*Problem description*
Below are entries. Reproduce exactly the lines between the line holding "Place one keypoint on each instance of the road" and the line holding "Place one keypoint on each instance of the side", inclusive, and only those.

*Material for this exercise*
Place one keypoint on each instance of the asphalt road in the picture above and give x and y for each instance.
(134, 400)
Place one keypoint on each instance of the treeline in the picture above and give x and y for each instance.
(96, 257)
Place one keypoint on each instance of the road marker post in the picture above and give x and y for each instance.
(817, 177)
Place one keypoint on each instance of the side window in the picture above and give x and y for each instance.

...

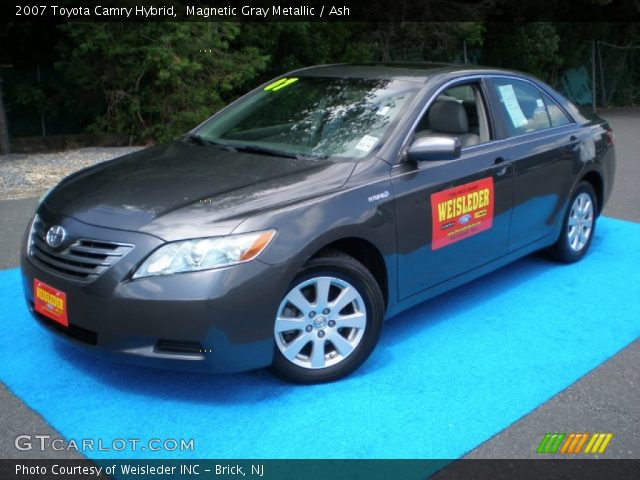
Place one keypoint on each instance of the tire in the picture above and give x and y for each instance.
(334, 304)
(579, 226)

*Task output*
Place one keypoint on each instance of the road marker post in the picture above and give x and y for each instance.
(817, 177)
Place one keypoint on each instance of the side window in the picture above and give x and y for each instance.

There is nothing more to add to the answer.